━━━ Page extract
The Countess - Katherine Broderick / Sophie Angebault

The Count - Nicholas Merryweather / Lukas Kargi

Flamand Bragi Bergthorsson / Gareth Huw John

Olivier - Philip Spendley / Jean-Philippe Elleouet

La Roche Philip Gerrard

Clairon - Chloe De Backer / Tania Mandzy

An Italian Tenor Tyler Clarke

An Italian Soprano Milda Smalakyte

Haushofmeister Ritz de Ridder

Monsieur Taupe Amar Muchhala

Conductor Clive Timms

Director Martin Lloyd-Evans

Designer Jamie Vartan

Lighting Designer Colin Grenfell

Choreographer Mandy Demetriou

 

Guildhall School of Music & Drama, London 6 June 2007

 

There really isn't another opera like Capriccio a birthday entertainment is being planned for the Countess and the poet and composer, who are both in love with her, argue about the superior importance of words versus music. Everyone is pulled into the discussion until it is agreed that they will perform an opera based on their own debate, and like facing mirrors, the entertainment becomes a conversation piece turned upon itself. GSMD's Head of Opera Studies, Clive Timms, has been longing to stage it, but has had to wait until this year for a mix of students on the Opera Course from which it could be cast, and the result is nothing short of a triumph.

 

Director Martin Lloyd Evans made the decision to transfer the action from an 18th century French chateau to the period of Strauss' lifetime, a strategy that works well with the libretto and is more than justified by Jamie Vartan's superbly evocative jugendstil set.
━━━━━━
**Given problem:** According to the Capriccio review, where and on what date was the production staged? These items have no connection to the Capriccio review.
━━━ Given data
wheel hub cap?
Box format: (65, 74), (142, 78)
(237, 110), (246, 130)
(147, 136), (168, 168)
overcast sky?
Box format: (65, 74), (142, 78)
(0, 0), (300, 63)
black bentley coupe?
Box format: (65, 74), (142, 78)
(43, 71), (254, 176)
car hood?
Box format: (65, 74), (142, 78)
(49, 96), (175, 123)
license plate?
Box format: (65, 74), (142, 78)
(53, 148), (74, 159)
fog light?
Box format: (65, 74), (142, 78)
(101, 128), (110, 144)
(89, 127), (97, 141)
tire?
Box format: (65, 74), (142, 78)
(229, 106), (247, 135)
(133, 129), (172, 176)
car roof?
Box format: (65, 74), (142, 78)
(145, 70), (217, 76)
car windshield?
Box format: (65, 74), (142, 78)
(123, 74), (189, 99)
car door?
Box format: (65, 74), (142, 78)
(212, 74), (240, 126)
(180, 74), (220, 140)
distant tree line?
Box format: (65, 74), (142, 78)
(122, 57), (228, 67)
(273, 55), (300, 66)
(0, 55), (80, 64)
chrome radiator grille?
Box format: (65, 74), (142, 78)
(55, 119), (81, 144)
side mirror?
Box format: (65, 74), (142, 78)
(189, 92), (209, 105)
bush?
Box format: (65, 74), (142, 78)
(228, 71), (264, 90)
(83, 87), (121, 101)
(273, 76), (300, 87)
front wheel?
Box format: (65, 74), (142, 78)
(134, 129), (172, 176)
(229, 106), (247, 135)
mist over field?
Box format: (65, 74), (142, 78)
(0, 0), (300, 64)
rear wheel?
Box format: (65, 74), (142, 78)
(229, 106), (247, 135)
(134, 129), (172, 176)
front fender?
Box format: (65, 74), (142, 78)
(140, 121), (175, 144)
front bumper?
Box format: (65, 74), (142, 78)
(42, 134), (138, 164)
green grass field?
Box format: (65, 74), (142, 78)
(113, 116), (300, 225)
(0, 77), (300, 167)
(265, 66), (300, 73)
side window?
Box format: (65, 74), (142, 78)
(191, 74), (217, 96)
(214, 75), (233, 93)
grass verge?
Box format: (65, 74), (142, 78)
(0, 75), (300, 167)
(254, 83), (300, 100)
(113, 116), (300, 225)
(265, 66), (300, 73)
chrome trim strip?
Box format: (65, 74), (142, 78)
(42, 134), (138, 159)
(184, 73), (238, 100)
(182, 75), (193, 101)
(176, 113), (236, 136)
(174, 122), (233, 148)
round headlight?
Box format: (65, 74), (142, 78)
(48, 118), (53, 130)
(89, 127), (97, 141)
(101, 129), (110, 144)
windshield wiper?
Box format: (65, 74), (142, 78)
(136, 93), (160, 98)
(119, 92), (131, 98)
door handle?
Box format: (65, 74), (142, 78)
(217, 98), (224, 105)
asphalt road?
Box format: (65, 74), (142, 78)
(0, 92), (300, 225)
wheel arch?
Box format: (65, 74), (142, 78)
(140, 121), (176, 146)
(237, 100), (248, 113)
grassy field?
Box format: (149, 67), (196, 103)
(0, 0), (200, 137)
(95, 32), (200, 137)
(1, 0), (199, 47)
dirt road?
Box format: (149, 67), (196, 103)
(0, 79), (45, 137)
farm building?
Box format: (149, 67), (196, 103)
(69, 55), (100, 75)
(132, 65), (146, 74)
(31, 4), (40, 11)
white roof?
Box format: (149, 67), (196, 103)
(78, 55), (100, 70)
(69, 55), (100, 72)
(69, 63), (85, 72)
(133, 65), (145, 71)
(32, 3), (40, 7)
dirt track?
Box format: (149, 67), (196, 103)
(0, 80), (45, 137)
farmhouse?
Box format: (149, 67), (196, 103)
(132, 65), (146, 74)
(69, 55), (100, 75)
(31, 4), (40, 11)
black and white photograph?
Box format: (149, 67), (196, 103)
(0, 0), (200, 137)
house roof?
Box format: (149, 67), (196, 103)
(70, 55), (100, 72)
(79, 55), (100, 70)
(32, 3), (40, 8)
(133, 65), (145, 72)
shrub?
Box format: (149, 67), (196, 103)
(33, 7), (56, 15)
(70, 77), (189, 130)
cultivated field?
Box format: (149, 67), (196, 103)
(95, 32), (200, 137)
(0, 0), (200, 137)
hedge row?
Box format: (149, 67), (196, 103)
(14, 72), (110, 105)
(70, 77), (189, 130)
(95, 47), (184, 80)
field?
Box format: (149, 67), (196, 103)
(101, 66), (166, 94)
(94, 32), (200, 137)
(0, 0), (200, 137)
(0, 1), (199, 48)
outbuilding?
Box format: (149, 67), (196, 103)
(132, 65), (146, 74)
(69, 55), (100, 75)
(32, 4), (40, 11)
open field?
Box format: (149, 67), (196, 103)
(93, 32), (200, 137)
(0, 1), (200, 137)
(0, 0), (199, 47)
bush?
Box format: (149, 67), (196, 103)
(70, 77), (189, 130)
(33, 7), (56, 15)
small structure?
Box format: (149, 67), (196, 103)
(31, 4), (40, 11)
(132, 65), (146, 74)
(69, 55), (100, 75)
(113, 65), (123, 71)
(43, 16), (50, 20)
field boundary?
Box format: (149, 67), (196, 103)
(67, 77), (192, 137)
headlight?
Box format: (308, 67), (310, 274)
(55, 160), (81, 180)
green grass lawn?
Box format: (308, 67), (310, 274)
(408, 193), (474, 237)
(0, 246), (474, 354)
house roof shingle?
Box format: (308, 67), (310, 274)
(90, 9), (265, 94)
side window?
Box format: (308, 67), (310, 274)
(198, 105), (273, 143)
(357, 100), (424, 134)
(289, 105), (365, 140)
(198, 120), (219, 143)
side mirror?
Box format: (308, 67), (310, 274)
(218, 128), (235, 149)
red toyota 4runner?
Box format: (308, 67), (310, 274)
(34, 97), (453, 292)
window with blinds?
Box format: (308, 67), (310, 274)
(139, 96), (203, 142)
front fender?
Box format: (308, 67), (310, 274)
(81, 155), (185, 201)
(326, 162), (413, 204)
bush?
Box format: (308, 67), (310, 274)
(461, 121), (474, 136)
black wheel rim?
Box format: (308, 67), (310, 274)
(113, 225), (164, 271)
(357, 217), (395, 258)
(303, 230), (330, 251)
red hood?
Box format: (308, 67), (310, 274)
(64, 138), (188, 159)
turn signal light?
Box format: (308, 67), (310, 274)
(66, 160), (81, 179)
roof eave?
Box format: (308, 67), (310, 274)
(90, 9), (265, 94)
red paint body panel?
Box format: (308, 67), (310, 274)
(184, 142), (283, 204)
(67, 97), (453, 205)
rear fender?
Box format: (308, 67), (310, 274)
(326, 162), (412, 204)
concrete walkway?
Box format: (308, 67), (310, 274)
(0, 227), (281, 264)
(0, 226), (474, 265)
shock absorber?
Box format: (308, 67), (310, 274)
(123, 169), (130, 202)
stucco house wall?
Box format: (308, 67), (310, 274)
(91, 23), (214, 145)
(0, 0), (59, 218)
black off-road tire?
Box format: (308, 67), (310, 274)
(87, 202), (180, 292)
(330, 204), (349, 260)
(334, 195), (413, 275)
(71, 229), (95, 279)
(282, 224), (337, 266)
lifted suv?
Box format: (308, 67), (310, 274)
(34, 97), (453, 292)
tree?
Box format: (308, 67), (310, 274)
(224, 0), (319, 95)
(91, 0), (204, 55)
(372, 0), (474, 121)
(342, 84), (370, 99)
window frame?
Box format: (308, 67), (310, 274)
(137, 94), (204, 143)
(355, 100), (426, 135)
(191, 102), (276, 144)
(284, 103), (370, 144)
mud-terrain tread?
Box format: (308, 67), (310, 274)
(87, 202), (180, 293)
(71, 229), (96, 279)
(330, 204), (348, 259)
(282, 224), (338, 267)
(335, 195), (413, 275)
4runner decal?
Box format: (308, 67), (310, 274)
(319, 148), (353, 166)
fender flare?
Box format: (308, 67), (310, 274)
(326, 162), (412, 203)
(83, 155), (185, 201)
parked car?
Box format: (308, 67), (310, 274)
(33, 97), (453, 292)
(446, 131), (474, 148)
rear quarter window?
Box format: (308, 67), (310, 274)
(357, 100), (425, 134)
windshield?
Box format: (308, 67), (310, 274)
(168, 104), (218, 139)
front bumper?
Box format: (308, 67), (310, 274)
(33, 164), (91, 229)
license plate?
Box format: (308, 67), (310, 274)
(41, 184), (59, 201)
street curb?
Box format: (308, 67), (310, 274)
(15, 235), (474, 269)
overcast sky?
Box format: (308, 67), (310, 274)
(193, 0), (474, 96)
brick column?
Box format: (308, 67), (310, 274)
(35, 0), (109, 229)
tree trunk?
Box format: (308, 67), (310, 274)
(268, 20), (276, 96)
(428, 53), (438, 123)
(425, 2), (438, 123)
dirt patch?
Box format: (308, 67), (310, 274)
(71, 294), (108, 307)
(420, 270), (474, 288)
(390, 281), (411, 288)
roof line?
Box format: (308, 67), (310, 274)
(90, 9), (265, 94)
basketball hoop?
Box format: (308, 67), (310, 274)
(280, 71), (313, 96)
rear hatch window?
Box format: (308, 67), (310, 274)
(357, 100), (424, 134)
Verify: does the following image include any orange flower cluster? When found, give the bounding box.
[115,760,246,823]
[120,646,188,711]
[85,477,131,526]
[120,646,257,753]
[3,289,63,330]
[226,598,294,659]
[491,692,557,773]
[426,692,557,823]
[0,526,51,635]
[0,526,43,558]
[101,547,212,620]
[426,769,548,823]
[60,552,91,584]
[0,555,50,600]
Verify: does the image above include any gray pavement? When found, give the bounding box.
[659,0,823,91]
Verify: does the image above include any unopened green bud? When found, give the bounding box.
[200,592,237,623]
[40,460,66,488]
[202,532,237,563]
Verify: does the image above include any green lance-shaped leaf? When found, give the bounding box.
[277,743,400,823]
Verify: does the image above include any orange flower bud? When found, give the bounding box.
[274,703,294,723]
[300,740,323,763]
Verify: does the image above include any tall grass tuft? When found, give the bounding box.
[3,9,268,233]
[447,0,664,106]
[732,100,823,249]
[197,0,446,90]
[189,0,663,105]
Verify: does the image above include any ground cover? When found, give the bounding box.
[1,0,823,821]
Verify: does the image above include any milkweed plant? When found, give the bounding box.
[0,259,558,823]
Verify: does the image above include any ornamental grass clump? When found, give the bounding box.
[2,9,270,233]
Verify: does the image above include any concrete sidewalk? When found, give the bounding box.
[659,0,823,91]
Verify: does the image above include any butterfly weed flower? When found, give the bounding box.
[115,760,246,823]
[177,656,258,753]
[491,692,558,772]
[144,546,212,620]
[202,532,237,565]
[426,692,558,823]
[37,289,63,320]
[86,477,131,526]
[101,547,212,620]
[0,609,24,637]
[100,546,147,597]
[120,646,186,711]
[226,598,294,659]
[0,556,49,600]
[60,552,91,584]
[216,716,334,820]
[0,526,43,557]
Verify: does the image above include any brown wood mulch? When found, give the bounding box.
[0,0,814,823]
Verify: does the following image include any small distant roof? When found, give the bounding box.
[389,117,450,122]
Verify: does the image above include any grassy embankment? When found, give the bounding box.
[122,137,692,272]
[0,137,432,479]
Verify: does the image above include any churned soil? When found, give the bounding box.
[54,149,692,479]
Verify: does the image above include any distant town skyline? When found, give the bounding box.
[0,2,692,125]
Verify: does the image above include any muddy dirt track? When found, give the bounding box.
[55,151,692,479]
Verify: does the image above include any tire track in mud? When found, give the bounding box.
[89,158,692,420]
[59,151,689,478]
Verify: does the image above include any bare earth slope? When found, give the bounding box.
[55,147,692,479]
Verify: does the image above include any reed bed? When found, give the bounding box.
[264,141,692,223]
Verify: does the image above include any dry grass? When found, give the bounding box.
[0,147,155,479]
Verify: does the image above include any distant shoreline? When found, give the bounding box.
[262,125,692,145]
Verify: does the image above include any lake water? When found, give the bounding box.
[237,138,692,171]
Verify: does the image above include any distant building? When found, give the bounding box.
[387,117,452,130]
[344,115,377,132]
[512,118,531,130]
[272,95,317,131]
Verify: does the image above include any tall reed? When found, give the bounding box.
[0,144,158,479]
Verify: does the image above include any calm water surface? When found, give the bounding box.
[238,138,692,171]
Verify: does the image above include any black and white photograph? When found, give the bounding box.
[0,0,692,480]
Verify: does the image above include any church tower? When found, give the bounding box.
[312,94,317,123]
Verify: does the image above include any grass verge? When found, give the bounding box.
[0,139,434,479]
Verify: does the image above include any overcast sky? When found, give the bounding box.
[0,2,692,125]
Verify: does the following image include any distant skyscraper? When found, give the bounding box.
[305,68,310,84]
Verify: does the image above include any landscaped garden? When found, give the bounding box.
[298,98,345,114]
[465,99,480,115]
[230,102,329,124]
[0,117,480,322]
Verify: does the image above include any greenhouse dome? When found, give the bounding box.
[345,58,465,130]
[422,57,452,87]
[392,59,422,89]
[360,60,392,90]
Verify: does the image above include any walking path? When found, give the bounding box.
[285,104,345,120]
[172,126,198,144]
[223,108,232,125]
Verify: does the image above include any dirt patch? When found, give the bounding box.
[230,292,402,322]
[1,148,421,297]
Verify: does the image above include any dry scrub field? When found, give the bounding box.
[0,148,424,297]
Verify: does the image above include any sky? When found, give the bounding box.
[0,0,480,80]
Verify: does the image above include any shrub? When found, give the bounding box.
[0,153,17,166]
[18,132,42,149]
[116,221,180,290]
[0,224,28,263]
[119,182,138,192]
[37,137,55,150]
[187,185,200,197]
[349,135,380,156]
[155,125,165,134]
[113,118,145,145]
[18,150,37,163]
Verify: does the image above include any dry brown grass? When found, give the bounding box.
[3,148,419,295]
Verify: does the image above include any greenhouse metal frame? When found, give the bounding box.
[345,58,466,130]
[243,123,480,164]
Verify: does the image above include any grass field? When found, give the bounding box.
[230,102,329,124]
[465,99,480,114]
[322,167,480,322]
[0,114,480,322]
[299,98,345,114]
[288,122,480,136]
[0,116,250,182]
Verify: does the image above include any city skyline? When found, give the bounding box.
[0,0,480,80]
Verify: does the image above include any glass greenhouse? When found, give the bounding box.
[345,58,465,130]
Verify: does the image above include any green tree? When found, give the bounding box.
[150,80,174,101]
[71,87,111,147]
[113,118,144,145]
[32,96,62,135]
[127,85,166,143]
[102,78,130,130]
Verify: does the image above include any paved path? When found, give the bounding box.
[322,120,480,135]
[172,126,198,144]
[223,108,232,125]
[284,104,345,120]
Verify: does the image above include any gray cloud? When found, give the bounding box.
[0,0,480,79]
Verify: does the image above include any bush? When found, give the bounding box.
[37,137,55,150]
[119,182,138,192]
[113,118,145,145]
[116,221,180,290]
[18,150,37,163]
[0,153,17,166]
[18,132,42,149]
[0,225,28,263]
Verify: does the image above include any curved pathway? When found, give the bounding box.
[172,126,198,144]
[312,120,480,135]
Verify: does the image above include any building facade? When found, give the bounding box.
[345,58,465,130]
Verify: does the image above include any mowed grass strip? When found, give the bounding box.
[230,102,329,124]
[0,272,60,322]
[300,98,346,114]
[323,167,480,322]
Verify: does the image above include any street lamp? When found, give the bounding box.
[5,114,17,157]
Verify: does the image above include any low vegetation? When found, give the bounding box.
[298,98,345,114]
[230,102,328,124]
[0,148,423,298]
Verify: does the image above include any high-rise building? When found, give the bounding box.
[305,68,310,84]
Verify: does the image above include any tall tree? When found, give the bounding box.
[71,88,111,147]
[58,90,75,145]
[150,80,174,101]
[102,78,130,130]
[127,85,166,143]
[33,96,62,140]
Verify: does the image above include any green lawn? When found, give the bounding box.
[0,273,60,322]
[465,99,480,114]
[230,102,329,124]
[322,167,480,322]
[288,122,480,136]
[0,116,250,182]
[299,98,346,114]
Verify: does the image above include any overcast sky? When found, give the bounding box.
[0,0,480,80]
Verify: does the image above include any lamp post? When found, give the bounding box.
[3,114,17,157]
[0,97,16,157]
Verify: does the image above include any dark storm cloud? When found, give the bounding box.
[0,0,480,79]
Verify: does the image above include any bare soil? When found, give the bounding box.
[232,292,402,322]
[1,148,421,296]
━━━━━━
**Finished answer:** At the Guildhall School of Music & Drama, London, on 6 June 2007.